Строки набора данных:
........

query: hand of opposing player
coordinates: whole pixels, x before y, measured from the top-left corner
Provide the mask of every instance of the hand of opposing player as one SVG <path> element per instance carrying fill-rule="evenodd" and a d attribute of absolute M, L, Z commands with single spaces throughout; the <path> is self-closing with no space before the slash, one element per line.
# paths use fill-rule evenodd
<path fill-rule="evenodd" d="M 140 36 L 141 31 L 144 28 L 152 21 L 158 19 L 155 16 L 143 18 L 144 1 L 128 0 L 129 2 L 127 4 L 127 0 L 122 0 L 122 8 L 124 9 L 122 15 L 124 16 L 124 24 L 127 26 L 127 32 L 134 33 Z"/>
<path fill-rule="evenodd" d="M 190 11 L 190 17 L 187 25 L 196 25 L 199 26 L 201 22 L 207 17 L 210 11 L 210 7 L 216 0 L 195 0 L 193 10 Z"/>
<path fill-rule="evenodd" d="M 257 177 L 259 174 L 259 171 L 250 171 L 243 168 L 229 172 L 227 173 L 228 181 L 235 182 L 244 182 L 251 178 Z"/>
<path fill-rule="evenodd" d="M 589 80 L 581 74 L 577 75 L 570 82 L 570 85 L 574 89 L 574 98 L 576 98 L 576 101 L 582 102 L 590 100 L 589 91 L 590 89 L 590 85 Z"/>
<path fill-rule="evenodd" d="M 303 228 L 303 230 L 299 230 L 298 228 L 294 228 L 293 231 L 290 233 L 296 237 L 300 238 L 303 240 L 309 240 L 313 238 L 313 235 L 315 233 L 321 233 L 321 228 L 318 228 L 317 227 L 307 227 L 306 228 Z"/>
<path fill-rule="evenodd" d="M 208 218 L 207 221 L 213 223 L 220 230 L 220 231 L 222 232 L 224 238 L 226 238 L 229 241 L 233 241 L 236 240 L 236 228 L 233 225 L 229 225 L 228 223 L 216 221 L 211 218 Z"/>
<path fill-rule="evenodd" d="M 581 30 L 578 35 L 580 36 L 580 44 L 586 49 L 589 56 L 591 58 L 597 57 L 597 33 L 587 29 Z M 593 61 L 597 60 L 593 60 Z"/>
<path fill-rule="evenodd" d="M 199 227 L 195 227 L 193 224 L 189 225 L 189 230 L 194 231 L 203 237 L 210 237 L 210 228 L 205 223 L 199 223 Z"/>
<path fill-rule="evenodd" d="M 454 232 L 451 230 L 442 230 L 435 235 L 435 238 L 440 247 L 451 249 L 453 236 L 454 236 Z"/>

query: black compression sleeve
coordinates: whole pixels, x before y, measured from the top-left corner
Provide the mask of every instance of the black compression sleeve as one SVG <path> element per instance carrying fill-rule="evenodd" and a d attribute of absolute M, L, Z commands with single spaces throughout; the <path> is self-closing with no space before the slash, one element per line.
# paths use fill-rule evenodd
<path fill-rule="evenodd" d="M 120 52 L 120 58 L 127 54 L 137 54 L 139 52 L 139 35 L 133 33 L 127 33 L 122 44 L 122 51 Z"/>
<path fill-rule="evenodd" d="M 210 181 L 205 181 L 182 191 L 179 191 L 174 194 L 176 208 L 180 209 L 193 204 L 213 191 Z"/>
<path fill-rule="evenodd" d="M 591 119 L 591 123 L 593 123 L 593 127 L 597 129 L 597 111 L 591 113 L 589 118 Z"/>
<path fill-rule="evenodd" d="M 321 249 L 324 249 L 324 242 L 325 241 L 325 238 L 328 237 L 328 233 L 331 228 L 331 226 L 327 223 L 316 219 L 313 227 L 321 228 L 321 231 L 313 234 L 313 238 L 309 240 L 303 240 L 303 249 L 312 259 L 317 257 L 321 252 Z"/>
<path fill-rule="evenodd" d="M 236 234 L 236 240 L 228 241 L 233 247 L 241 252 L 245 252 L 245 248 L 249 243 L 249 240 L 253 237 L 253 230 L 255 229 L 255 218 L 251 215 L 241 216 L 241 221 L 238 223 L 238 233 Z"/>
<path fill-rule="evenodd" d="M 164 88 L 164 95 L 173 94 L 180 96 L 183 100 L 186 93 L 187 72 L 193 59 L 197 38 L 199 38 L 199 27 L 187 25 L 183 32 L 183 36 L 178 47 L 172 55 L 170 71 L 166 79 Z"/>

........

Замените «whole pixels» на «integer pixels» в отрывке данных от самого начала до строки с «208 218 L 207» включительно и приведите только этот отрывок, ничего больше не меняя.

query: hand of opposing player
coordinates: integer pixels, x before y, measured from the top-left corner
Provide the mask of every instance of the hand of opposing player as one SVG <path> element per instance carrying fill-rule="evenodd" and a d attribute of absolute M, L, Z commands with single spaces throughout; the <path> is self-closing with no space before the slash, one element per line.
# paths use fill-rule evenodd
<path fill-rule="evenodd" d="M 140 36 L 141 31 L 144 28 L 152 21 L 158 19 L 155 16 L 143 18 L 144 1 L 128 0 L 129 2 L 127 4 L 127 0 L 122 0 L 122 8 L 124 9 L 122 15 L 124 16 L 124 24 L 127 26 L 127 32 L 134 33 Z"/>
<path fill-rule="evenodd" d="M 190 11 L 190 17 L 187 25 L 196 25 L 199 26 L 201 22 L 207 17 L 210 11 L 210 7 L 216 0 L 195 0 L 193 10 Z"/>
<path fill-rule="evenodd" d="M 257 177 L 259 174 L 259 171 L 250 171 L 243 168 L 229 172 L 227 173 L 228 181 L 235 182 L 244 182 L 251 178 Z"/>
<path fill-rule="evenodd" d="M 589 80 L 581 74 L 577 75 L 570 82 L 570 85 L 574 89 L 574 98 L 576 98 L 576 101 L 582 102 L 590 100 L 589 91 L 590 89 L 590 85 Z"/>
<path fill-rule="evenodd" d="M 303 228 L 303 230 L 299 230 L 298 228 L 294 228 L 293 231 L 290 233 L 296 237 L 300 238 L 303 240 L 309 240 L 313 238 L 313 235 L 315 233 L 321 233 L 321 228 L 318 228 L 317 227 L 307 227 L 306 228 Z"/>
<path fill-rule="evenodd" d="M 208 218 L 207 221 L 213 223 L 220 230 L 220 231 L 222 232 L 224 238 L 226 238 L 229 241 L 233 241 L 236 240 L 236 228 L 233 225 L 229 225 L 228 223 L 216 221 L 211 218 Z"/>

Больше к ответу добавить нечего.